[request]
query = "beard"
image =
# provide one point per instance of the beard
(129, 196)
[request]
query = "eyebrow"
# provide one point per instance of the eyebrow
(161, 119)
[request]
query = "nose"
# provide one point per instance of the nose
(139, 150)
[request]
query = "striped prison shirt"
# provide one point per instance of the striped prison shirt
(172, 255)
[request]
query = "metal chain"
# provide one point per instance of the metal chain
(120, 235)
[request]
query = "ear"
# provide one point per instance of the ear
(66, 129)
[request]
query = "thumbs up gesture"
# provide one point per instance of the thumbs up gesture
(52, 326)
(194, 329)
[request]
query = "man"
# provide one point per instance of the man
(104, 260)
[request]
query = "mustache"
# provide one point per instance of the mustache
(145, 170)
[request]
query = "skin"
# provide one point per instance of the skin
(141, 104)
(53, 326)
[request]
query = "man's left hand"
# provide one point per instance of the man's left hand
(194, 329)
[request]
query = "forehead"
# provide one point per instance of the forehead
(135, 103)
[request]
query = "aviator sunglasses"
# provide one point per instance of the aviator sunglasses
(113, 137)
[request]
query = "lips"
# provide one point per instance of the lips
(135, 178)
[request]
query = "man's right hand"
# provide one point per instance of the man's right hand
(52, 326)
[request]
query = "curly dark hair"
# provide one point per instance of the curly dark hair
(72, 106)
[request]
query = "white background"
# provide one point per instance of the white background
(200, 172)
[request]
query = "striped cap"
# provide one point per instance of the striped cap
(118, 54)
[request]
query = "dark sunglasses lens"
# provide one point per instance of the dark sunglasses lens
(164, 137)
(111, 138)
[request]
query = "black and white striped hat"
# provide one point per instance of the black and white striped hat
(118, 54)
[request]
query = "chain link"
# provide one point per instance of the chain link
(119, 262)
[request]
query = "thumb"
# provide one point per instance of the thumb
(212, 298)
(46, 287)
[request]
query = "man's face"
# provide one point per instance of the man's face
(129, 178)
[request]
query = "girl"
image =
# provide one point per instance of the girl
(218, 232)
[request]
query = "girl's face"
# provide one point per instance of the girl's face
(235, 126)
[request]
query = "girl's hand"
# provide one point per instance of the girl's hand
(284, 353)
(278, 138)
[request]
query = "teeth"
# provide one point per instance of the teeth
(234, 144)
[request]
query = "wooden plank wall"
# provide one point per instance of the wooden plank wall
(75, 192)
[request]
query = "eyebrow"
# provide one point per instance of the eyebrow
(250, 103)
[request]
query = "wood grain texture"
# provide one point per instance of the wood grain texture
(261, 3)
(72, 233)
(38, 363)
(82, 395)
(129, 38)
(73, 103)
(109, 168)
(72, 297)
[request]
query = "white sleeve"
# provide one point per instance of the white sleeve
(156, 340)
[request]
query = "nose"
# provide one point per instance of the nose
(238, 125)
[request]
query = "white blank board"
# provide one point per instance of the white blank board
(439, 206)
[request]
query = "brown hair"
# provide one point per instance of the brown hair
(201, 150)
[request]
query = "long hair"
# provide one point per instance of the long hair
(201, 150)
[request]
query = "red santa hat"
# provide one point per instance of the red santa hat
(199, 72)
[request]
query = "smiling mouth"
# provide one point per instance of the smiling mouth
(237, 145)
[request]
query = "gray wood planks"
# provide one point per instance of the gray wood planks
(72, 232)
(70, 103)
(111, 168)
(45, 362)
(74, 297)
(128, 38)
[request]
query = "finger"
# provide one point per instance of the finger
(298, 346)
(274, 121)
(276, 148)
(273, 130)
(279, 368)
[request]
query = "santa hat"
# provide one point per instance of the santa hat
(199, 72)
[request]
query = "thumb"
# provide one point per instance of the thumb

═══

▶ What is expected:
Each record above must be restated in full, word for word.

▶ Result of this task:
[request]
query = "beard"
image =
# provide one point per instance of the beard
(129, 196)
[request]
query = "eyebrow"
# provide one point per instance of the eyebrow
(161, 119)
[request]
query = "nose"
# provide one point per instance of the nose
(139, 150)
[request]
query = "striped prison shirt"
# provide one point per instance of the striped prison shirt
(172, 255)
[request]
query = "metal chain"
# provide one point per instance of the metal chain
(120, 235)
[request]
query = "ear"
# provide one point per instance of the ear
(66, 129)
[request]
query = "thumbs up gesture"
# provide one point per instance of the thumbs up gesture
(52, 326)
(194, 329)
[request]
query = "man"
# provide one point per instance of the man
(104, 260)
[request]
query = "mustache"
# provide one point per instance of the mustache
(145, 170)
[request]
query = "skin"
# provide one point per instance of the skin
(141, 104)
(53, 326)
[request]
query = "man's left hand"
# provide one point per instance of the man's left hand
(194, 329)
[request]
query = "forehead"
# provide one point per instance of the forehead
(135, 103)
[request]
query = "aviator sunglasses"
# provide one point per instance of the aviator sunglasses
(113, 137)
[request]
query = "lips"
# provide one point per instance of the lips
(135, 178)
[request]
query = "man's right hand"
# provide one point per instance of the man's right hand
(52, 326)
[request]
query = "curly dark hair"
# provide one point per instance of the curly dark hair
(72, 106)
[request]
query = "white background"
# provide one point per instance of the white background
(200, 172)
[request]
query = "striped cap"
# provide one point per instance of the striped cap
(118, 54)
[request]
query = "dark sunglasses lens"
# provide one point per instance of the dark sunglasses lens
(164, 137)
(111, 138)
[request]
query = "black and white striped hat"
# provide one point per instance of the black and white striped hat
(118, 54)
[request]
query = "chain link"
# provide one point per instance of the chain link
(119, 262)
[request]
query = "thumb"
# provide one point per instance of the thumb
(212, 298)
(46, 287)
[request]
query = "man's face"
# provide one point per instance of the man's face
(129, 178)
[request]
query = "girl"
image =
# provide one point per instance of the girl
(218, 232)
[request]
query = "girl's face"
# provide one point per instance of the girl's face
(235, 126)
[request]
query = "girl's hand"
# provide one point per instance of the girl's hand
(284, 353)
(278, 138)
[request]
query = "teeth"
# provide one point per instance of the teeth
(234, 144)
[request]
query = "wooden plank wall"
# provide one point per instance of the wooden plank wall
(75, 192)
[request]
query = "eyebrow"
# provide one point per instance of the eyebrow
(250, 103)
[request]
query = "wood grain texture"
# provide one point per instance of the wood grain texture
(261, 3)
(72, 233)
(38, 363)
(82, 395)
(129, 38)
(73, 103)
(109, 168)
(72, 297)
[request]
query = "white sleeve"
# provide one point per instance of the white sleeve
(156, 340)
[request]
query = "nose"
# provide one point per instance of the nose
(238, 125)
[request]
query = "white blank board"
# provide one point per instance of the white blank board
(439, 206)
[request]
query = "brown hair"
# provide one point per instance of the brown hair
(201, 150)
[request]
query = "long hair"
# provide one point per instance of the long hair
(201, 150)
[request]
query = "red santa hat"
# provide one point per instance of the red santa hat
(199, 72)
[request]
query = "smiling mouth"
# provide one point per instance of the smiling mouth
(237, 145)
[request]
query = "gray wood planks"
# provide one point per instance of the gray wood planks
(72, 232)
(70, 103)
(111, 168)
(45, 362)
(74, 297)
(128, 38)
[request]
query = "finger"
# provide one point per instance of the finger
(298, 346)
(274, 121)
(276, 148)
(273, 130)
(279, 368)
[request]
query = "santa hat"
# provide one point per instance of the santa hat
(199, 72)
[request]
query = "thumb"
# provide one point per instance of the thumb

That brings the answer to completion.